• Okuma metni:
┄┄┄┄┄┄

Mallarımıza, çoluk-çocuğumuza, bize zarar verdin. Buradan çekil git. Yoksa seni
öldürürüz.”
dediler. Hz. Sâlih bir müddet onlardan ayrılıp tenhâ yerlere
gitti. Bir müddet sonra tekrar dönüp Semûdluları îmâna dâvet etti. Semûd kavmi,
Hz. Salih'ten mûcize göstermesini istedi. Ancak mûcizeleri gördükleri hâlde yine
îmân etmediler.

Yine bir gün Hz. Sâlih'e gelip: “Eğer doğru
söylüyorsan, şu dağdaki sarp kayalardan kızıl tüylü ve doğurmak üzere olan bir
dişi deve çıksın. O zaman sana îmân ederiz.”
dediler. Bunu istemekten
maksatları akıllara durgunluk verecek, insanları şaşırtacak bir iş isteyip,
yapamamasını ve mahcup olmasını düşündüler.

Hz. Sâlih; “Allahü Teâlâ
her şeye kâdirdir, böyle bir mûcize görürseniz, dağdan akan pınar suyunun bir
gün deveye, bir gün size âit olmasına râzı mısınız?”
dedi. Semûd kavmi,
böyle bir şey olamayacağını düşünerek; “Bu şartı da kabul ediyoruz.”
dediler.

Hz. Sâlih'in bu şarttan maksâdı; dağdan gelen pınar suyunun az
olması ve azgın insanların sâhiplenmesi sebebiyle zor durumda kalan kimselere
yardımcı olup, devenin hissesi olan suyu fakir ve zayıflara vermekti.

Hz.
Sâlih ,onlara; “Benimle sözleştiğinizi unutmayın, şâyet deve çıkınca ona bir
zarar verirseniz ve verdiğiniz sözlerde durmazsanız acı bir azâba uğrarsınız.”

┄┄┄┄┄┄

• Veri kesiti:
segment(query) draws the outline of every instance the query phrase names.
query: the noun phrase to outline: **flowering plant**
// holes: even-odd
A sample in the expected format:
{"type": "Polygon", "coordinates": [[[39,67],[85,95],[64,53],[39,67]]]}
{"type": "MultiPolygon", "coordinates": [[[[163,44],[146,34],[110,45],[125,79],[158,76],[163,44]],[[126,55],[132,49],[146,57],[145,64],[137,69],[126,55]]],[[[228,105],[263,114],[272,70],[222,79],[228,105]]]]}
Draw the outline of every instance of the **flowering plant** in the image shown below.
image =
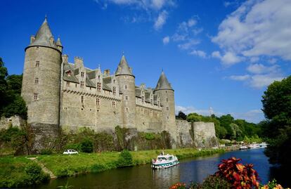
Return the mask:
{"type": "Polygon", "coordinates": [[[232,185],[231,188],[259,188],[259,176],[257,172],[252,169],[253,165],[243,165],[238,162],[241,159],[235,157],[223,159],[215,174],[226,179],[232,185]]]}

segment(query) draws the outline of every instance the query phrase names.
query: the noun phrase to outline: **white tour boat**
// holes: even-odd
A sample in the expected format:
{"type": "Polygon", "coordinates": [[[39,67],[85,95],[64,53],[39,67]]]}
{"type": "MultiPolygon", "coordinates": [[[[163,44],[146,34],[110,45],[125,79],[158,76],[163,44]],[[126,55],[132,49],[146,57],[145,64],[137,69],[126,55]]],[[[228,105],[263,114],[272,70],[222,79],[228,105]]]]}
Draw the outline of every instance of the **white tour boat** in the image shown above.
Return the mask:
{"type": "Polygon", "coordinates": [[[178,158],[173,155],[158,155],[156,159],[152,160],[153,169],[165,169],[179,164],[178,158]]]}

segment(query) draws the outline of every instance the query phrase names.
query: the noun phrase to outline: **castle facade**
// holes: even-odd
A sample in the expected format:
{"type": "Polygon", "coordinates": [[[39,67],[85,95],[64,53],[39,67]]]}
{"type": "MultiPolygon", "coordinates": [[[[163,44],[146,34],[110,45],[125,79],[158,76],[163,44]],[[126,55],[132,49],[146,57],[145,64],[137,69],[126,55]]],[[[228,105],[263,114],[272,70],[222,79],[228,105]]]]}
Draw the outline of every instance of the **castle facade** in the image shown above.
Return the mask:
{"type": "Polygon", "coordinates": [[[125,56],[114,73],[89,69],[82,58],[70,63],[60,38],[54,40],[46,18],[25,48],[21,95],[27,122],[42,133],[89,127],[167,131],[176,140],[174,93],[162,72],[155,89],[136,86],[125,56]]]}

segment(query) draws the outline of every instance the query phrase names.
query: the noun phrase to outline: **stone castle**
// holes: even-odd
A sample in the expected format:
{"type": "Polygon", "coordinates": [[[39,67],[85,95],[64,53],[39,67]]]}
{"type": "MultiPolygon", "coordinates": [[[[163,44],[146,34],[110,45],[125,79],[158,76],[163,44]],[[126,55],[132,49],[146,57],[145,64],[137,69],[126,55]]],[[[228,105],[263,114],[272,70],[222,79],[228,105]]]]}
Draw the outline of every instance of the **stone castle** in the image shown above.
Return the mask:
{"type": "MultiPolygon", "coordinates": [[[[103,131],[114,131],[117,125],[144,132],[167,131],[173,141],[190,136],[188,131],[179,133],[186,123],[175,119],[174,91],[163,72],[155,89],[136,86],[124,55],[112,74],[101,72],[100,66],[86,67],[79,57],[70,63],[63,48],[46,18],[25,50],[21,95],[27,106],[27,122],[38,137],[53,135],[59,129],[74,131],[86,126],[103,131]]],[[[212,127],[205,128],[213,132],[212,127]]]]}

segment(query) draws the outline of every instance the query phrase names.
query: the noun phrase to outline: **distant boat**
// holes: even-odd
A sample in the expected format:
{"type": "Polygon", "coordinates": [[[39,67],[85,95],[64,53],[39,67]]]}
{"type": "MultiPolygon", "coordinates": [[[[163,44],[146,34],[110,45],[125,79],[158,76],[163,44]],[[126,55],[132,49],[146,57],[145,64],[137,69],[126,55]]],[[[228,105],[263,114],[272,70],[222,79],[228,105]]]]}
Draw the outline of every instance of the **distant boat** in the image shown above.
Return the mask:
{"type": "Polygon", "coordinates": [[[259,146],[261,148],[266,148],[266,147],[267,147],[267,145],[268,145],[268,143],[264,143],[264,142],[259,144],[259,146]]]}
{"type": "Polygon", "coordinates": [[[156,159],[152,160],[152,168],[154,169],[166,169],[179,163],[178,158],[173,155],[158,155],[156,159]]]}
{"type": "Polygon", "coordinates": [[[247,150],[247,147],[246,145],[241,145],[240,150],[247,150]]]}

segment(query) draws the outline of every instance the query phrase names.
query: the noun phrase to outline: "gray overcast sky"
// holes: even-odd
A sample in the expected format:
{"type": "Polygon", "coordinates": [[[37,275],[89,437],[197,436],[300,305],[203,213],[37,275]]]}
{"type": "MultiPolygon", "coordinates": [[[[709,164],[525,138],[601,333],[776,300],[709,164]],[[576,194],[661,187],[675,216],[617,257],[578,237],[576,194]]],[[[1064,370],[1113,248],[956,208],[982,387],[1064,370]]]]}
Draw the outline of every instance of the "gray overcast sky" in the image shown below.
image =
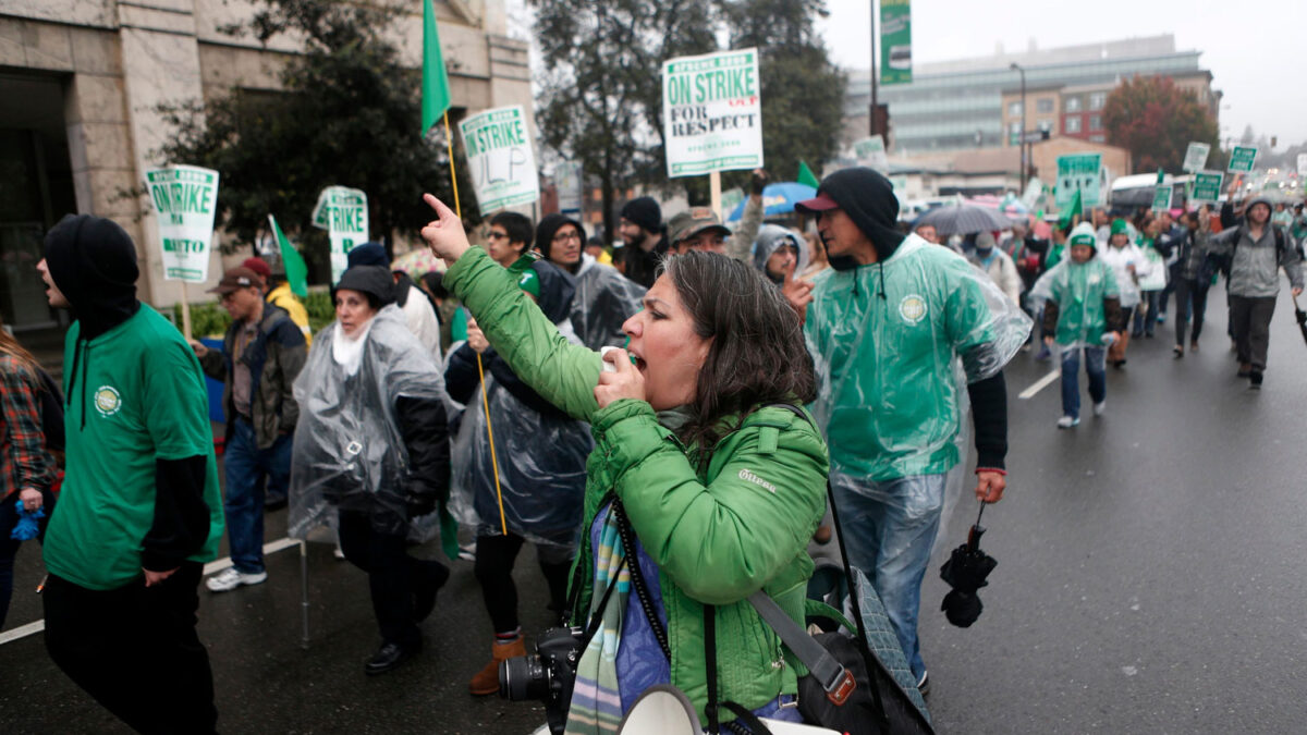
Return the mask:
{"type": "MultiPolygon", "coordinates": [[[[830,18],[818,27],[836,64],[869,65],[869,0],[826,0],[830,18]]],[[[1280,137],[1278,148],[1307,141],[1304,0],[1048,0],[912,1],[912,59],[919,63],[987,56],[995,44],[1025,50],[1129,37],[1175,35],[1176,50],[1202,51],[1199,63],[1225,93],[1221,139],[1244,126],[1280,137]]]]}

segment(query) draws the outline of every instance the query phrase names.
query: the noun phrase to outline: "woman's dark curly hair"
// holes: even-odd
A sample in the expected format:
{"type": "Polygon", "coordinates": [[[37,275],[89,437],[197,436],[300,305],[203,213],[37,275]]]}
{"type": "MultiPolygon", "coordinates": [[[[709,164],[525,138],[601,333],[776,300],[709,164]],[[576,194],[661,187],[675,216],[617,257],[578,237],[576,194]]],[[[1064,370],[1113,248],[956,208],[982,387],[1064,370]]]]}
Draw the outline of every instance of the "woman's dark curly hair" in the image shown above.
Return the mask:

┄┄┄┄┄┄

• Yapılacaklar:
[a] Hz. Sâlih ile Semûd kavmini anlatan metni iki cümleyle özetleyin.
[b] Hz. Sâlih ile Semûd kavmini anlatan metnin devamını yazın.

• Görev yanıtları:
[a] Semûd kavmi mûcizeleri gördüğü hâlde Hz. Sâlih'e îmân etmedi ve onu mahcup etmek için dağdaki sarp kayalardan kızıl tüylü, doğurmak üzere olan bir dişi deve çıkmasını istedi. Hz. Sâlih, pınar suyunun bir gün deveye, bir gün onlara ait olması şartını koydu, kavim bunu kabul etti; o da deveye zarar verir ve sözlerinde durmazlarsa acı bir azâba uğrayacaklarını söyledi.

[b]
dedi. Semûd kavmi; “Sen deveyi çıkar, her istediğini kabul edeceğiz. Aksine bir
iş yaparsak azâbı da kabul ediyoruz.”
dediler. Nihâyet devenin çıkmasını
istedikleri dağın kayalıkları önünde toplanıp, beklemeye başladılar.

Hz.
Sâlih, böyle bir mûcize vermesi için Allah-u teâlâya duâ etti ve duâsı kabul
oldu. Kaya yarılıp, arasından istedikleri gibi bir deve çıktı. Deve, iki yana
dizilip hayret ve şaşkınlıktan donakalan Semûd kavmi arasından salına salına
yürümeye başladı. Sonra da bir yavru doğurdu. Bu mûcizeyi görenlerden bir kısmı
îmân etti. Diğer bir kısmı ise menfaatlerinin ve zulümlerinin ortadan
kalkacağını görerek bir türlü îmân etmediler. Hz. Sâlih, onlara sözlerinde
durmalarını, aksi takdirde ağır bir azâba düşeceklerini söyledi. Fakat inat ve
inkârdan vazgeçmediler. Suyun taksimi işi de kendilerine ağır gelip kendilerine
göre çâreler aramaya başladılar.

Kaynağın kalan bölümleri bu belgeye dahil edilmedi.